* [原文抜粋]:
特集記事 | 神を身近に感じられないのはなぜか

神は謎めいた存在とされている

神は謎めいた存在とされている

一般に広まっている概念

「ローマ・カトリック教会,東方正教会,プロテスタント教会という伝統的な三つの形態の」キリスト教では,「ひとりの神に三つの位格がある,とされている。すなわち,父なる神と子なる神と聖霊なる神である。キリスト教神学によれば,これは三つの神を認めるものではなく,それら三者が本質的に一つになっているのである」。―新ブリタニカ百科事典(英語)。

聖書の教えている真実

神の子であるイエスが,自分は天の父と同等もしくは同一実体である,と主張したことはありません。それどころか,『わたしは父のもとに行こうとしています。父はわたしより偉大な方です』と言いました。(ヨハネ 14:28)また,弟子の一人に,「わたしは,わたしの父またあなた方の父のもとへ,わたしの神またあなた方の神のもとへ上る」とも告げました。―ヨハネ 20:17

聖霊は人格的存在ではありません。初期クリスチャンは「聖霊に満たされ」ました。またエホバは,「自分の霊の幾らかをあらゆるたぐいの肉なる者の上に注ぎ出(す)」と言われました。(使徒 2:1‐4,17)聖霊は,三位一体の一部ではありません。神の活動力なのです。

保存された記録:
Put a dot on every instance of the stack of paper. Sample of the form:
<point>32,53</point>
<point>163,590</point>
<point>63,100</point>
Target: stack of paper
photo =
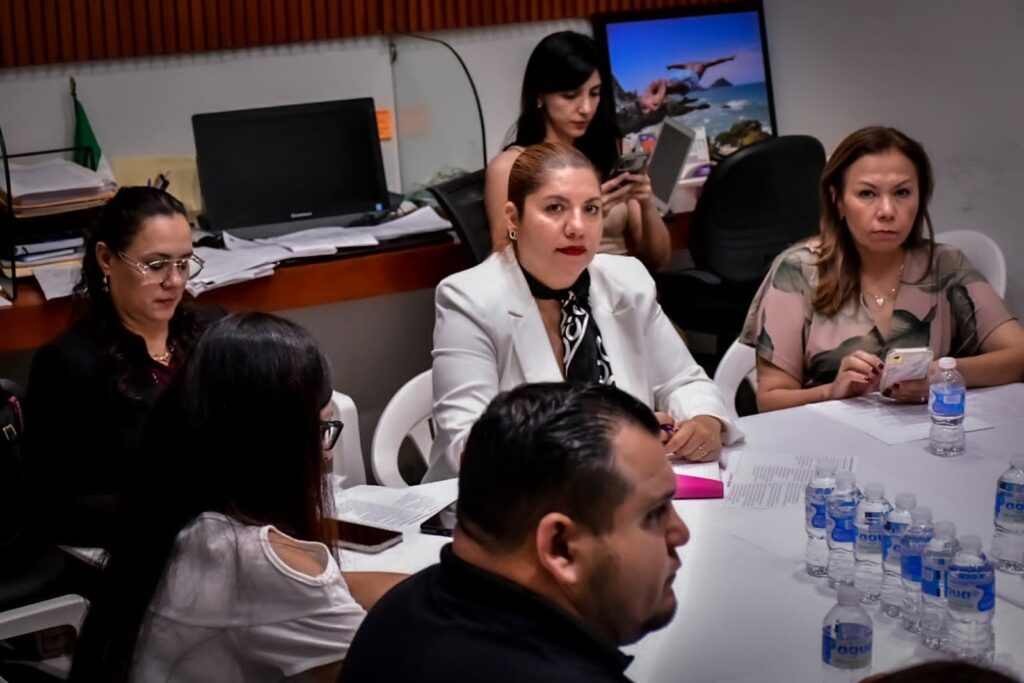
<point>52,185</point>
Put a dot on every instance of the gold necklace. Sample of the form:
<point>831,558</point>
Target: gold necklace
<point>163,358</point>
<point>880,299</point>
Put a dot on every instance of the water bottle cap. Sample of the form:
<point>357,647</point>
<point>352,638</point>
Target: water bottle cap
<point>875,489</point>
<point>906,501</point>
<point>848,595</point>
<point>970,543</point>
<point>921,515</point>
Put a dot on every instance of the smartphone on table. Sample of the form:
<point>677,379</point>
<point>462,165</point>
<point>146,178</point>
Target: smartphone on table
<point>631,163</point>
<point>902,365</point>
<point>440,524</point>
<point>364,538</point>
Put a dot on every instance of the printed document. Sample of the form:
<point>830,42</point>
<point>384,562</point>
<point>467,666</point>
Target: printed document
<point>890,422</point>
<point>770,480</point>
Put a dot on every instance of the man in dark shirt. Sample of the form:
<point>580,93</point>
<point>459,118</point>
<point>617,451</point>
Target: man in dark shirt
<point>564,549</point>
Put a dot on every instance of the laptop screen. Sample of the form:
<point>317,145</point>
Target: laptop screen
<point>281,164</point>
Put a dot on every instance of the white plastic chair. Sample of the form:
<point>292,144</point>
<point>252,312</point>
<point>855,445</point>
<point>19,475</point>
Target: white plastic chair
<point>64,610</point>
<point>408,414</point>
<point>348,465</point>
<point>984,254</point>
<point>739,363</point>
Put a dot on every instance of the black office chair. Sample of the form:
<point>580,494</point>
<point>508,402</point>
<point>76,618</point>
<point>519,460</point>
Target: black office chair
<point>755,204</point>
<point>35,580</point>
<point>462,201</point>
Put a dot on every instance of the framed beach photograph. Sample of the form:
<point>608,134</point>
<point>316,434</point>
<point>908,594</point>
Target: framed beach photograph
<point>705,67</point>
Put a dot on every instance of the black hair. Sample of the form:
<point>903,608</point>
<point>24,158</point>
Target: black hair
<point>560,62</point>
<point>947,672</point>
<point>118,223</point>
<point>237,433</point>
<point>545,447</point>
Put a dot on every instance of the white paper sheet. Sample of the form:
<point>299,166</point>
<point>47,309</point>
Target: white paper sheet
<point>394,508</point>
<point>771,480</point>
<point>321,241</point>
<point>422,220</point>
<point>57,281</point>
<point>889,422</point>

* [作業指示]:
• 1. 本文について、次の問いに答えよ。
(a) 新ブリタニカ百科事典の引用で、キリスト教の伝統的な三つの形態として挙げられているのは何か。
(b) ヨハネ 14:28 で、イエスは父についてどう言ったとされているか。
(c) 本文は聖霊を何だとしているか。
• 2. 本文の一文「聖霊は,三位一体の一部ではありません。」を英語に訳せ。
• 3. 本文は、聖霊が人格的存在ではないことの根拠として何を挙げているか。1〜3文で説明せよ。
記録は本文とは別の資料である。

* [解答例]:
• 1.
(a) ローマ・カトリック教会、東方正教会、プロテスタント教会
(b) 「父はわたしより偉大な方です」と言った。
(c) 神の活動力

• 2. The holy spirit is not part of the Trinity.

• 3. 初期クリスチャンが「聖霊に満たされ」たこと、そしてエホバが「自分の霊の幾らかをあらゆるたぐいの肉なる者の上に注ぎ出(す)」と言われたことを挙げている(使徒 2:1‐4,17)。